Requirements: The lines to extract start at the one containing "In the photo below, where can the brown" and end with the last line; give them exactly and nothing more.

Point-based annotation data:

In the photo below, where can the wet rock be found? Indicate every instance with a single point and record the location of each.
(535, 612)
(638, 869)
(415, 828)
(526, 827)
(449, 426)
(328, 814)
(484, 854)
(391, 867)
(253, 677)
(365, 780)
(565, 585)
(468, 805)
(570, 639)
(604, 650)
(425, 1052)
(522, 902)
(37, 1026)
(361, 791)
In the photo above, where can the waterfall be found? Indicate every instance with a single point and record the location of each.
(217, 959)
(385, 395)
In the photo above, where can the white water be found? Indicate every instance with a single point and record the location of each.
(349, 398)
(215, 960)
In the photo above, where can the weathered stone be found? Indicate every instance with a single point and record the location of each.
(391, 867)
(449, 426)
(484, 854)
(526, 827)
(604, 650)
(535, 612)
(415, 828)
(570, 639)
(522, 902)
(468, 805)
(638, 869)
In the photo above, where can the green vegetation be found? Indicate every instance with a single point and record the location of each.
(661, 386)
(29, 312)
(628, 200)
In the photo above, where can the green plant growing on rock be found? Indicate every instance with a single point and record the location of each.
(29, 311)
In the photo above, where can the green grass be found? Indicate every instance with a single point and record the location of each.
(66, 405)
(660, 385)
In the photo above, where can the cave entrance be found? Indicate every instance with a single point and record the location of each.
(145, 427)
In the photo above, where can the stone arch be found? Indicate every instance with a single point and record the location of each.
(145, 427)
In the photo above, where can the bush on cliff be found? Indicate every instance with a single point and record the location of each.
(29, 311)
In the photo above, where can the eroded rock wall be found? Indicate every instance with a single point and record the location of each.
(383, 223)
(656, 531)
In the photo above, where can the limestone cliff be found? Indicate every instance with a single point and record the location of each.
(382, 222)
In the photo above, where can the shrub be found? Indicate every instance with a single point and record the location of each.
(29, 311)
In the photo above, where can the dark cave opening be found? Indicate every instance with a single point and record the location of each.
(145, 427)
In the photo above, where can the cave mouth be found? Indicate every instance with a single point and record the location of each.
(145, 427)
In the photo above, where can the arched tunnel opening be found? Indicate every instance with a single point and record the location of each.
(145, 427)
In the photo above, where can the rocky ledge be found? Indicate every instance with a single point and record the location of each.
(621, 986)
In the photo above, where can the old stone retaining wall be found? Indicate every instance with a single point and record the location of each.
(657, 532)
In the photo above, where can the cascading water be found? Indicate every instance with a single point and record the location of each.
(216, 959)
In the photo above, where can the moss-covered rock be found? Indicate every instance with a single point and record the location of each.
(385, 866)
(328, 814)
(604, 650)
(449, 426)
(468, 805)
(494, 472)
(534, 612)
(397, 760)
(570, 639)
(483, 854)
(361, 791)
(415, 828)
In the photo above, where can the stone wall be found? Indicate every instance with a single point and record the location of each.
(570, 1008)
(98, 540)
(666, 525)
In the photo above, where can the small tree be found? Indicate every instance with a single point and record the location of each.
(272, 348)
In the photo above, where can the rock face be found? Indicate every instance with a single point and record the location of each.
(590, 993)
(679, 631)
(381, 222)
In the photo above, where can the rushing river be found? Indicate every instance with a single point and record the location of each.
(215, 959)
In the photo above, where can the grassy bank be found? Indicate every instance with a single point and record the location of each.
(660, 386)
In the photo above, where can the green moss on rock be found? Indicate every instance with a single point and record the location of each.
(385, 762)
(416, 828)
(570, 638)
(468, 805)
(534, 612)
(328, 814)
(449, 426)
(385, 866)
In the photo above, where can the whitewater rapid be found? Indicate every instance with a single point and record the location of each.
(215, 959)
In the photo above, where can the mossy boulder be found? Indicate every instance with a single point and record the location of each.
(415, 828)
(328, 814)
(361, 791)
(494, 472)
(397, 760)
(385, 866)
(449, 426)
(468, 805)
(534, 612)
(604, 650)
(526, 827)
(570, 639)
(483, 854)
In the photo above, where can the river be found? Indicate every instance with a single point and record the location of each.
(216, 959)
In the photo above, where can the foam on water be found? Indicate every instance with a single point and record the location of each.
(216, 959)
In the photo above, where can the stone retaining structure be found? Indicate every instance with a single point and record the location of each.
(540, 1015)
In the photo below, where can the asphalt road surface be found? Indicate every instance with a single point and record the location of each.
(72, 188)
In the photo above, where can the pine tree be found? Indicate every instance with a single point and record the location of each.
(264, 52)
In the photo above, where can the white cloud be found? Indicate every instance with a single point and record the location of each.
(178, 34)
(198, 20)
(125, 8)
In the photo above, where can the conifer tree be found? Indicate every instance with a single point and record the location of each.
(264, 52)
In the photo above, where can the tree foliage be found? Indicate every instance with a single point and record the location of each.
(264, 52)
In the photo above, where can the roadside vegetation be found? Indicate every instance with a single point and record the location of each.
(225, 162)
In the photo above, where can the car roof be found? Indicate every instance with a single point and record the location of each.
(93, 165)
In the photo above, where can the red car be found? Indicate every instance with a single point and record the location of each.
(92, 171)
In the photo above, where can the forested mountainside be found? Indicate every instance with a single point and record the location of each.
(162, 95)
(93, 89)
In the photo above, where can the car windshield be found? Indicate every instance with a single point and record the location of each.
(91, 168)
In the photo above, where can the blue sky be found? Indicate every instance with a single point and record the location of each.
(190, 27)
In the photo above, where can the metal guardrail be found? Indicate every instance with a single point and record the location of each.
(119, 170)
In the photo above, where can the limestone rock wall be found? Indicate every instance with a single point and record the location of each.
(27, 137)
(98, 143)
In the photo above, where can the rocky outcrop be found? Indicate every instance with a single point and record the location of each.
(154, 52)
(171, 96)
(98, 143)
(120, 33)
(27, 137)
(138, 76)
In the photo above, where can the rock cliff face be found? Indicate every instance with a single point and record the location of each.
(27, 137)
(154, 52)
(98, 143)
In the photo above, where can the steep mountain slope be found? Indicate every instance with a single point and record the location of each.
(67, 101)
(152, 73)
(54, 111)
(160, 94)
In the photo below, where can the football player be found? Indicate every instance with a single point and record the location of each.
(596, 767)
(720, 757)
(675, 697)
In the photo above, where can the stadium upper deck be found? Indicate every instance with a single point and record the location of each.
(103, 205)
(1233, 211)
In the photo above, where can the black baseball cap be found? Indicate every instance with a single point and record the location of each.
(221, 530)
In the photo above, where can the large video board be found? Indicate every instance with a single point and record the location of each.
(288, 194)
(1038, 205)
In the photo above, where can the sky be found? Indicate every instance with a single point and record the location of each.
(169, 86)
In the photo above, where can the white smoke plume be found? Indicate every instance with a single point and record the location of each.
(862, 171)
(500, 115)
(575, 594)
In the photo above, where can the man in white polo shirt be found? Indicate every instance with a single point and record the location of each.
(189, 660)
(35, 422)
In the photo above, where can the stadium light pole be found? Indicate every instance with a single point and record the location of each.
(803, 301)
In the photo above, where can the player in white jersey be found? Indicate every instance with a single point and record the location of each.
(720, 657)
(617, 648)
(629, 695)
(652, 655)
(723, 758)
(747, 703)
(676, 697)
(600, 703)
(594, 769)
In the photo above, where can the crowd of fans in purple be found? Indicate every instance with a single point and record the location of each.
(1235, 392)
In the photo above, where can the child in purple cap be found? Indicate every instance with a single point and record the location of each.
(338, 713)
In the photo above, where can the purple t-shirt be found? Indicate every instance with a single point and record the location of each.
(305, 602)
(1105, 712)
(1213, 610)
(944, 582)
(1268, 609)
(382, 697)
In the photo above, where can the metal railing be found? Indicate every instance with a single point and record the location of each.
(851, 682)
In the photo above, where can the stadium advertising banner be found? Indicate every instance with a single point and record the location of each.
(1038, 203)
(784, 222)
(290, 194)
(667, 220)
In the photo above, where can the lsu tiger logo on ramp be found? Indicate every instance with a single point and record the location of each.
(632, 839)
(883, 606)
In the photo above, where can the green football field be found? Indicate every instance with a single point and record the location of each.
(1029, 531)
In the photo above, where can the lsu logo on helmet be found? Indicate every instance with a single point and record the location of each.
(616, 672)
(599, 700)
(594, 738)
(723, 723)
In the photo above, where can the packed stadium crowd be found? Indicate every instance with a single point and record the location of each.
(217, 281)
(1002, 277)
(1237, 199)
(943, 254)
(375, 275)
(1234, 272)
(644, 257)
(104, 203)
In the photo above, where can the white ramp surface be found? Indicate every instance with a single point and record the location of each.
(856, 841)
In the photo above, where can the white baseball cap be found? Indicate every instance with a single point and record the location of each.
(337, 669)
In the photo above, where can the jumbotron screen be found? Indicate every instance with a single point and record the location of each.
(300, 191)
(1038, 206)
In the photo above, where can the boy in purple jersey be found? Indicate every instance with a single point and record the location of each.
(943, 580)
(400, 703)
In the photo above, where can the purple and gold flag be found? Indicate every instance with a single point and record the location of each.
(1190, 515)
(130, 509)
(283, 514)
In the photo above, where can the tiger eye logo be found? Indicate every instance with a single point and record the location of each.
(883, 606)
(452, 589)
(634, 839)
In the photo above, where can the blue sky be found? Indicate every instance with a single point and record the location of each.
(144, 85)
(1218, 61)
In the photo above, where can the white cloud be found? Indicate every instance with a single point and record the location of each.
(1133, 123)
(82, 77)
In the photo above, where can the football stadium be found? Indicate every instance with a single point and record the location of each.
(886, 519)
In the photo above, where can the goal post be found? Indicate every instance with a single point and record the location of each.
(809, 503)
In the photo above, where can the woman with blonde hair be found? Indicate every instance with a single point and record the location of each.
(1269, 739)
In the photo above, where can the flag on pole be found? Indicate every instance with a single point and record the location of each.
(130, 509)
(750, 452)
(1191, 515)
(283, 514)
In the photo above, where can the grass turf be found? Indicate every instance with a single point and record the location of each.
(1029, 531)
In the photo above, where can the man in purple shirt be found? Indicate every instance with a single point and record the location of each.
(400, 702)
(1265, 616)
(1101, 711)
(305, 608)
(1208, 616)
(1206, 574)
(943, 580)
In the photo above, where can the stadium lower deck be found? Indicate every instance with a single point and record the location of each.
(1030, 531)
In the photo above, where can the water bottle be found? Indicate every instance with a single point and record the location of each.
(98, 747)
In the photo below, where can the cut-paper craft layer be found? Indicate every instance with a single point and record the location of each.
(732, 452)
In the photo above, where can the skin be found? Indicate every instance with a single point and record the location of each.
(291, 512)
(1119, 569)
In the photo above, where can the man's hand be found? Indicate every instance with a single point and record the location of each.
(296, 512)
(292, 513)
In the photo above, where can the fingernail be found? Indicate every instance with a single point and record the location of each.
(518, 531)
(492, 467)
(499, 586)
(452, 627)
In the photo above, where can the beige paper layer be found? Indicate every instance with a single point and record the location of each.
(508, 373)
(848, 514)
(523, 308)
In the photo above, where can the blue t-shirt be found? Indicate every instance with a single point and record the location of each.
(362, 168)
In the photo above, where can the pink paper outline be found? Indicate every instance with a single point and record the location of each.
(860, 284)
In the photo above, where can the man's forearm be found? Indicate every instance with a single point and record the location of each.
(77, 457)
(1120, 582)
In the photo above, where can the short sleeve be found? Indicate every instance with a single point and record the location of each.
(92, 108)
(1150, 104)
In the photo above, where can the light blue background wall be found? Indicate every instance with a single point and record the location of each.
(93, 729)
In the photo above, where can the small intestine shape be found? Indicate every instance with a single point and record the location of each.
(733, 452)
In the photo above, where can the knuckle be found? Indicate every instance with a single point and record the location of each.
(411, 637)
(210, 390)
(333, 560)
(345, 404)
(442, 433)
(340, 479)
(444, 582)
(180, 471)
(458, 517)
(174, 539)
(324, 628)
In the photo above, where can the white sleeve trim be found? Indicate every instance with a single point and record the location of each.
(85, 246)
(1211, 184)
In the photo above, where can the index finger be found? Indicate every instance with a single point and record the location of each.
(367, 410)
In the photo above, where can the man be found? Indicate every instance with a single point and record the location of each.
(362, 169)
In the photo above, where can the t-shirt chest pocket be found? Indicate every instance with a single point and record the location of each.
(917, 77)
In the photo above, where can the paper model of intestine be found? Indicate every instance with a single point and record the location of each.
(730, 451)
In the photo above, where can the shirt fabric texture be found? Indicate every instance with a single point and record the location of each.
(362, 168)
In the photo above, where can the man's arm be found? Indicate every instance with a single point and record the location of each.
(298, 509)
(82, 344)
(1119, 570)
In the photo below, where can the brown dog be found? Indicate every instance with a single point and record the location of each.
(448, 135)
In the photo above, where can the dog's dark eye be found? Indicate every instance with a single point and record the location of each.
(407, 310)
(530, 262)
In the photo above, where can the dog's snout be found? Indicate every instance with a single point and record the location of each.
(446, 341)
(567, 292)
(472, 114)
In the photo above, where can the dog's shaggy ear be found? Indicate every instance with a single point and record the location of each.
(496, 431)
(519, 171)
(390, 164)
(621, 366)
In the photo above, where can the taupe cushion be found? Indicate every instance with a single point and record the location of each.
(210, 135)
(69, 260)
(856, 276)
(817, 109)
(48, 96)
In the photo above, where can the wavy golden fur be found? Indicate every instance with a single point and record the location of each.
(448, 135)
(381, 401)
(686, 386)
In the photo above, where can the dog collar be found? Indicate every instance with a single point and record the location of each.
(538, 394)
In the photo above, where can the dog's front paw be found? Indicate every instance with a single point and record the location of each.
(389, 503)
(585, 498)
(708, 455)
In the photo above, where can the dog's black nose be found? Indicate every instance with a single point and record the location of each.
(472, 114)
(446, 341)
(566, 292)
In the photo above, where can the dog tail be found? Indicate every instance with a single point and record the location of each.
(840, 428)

Final answer:
In the photo below, where can the brown dog be found? Indicate every instance with a single point and record the location of each.
(448, 135)
In the photo above, where can the dog's dark eye be found? Indicate every instance with a single point and record the location of each.
(407, 310)
(530, 262)
In the photo above, where can the dog's snout be found? Indicate every instance with a single point and record the location of each.
(446, 341)
(567, 292)
(472, 114)
In the photo above, where can the dog's shaggy ear be found? Indicate every instance with a single point and record the location of each.
(496, 431)
(519, 171)
(390, 164)
(621, 366)
In the photo above, where can the taupe cushion be found? Indicate every instance with a single point and record the location of each.
(210, 135)
(69, 260)
(856, 276)
(817, 109)
(48, 96)
In the photo above, where can the wavy golden fur be found? Indicate every instance with a single point and record the location of each.
(448, 135)
(381, 401)
(686, 386)
In the photo above, where can the dog collar be found? Indicate every instance with a single point and record the location of each.
(538, 394)
In the photo above, where can the dog's front paw be found? Indicate every instance with a single point and record the location of each.
(389, 503)
(585, 498)
(708, 455)
In the photo above, where can the dog's black nose be found? Indicate every instance with a single point and record the location of each.
(472, 114)
(446, 341)
(566, 292)
In the photo above, where can the dog tail be found? Indicate every instance with a single point and record the location of each.
(840, 428)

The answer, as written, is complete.